Natural language region descriptions
####################

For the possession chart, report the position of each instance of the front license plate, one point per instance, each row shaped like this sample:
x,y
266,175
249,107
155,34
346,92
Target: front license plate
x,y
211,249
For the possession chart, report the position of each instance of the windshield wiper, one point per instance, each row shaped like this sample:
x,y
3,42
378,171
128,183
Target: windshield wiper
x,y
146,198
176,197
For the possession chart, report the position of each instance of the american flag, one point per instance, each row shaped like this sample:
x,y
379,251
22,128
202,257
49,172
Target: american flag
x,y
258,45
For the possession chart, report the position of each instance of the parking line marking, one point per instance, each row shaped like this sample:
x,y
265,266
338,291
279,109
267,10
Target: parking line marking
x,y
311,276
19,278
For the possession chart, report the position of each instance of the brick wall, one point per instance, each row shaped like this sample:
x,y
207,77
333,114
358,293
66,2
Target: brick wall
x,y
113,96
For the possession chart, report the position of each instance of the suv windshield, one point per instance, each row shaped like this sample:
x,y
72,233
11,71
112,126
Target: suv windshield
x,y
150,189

####################

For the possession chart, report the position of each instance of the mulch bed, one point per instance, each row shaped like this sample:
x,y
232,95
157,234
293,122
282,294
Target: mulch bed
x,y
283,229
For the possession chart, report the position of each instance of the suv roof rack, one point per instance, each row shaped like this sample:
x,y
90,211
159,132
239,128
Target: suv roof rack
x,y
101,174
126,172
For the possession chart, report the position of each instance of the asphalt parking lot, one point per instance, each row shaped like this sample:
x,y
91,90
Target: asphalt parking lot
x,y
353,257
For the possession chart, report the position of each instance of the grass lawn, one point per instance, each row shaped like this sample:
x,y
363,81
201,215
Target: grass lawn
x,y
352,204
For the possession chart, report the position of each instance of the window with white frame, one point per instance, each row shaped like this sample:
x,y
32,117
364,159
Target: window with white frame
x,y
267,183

####################

State the number of lines in the data that contain the word "this", offering no other text.

11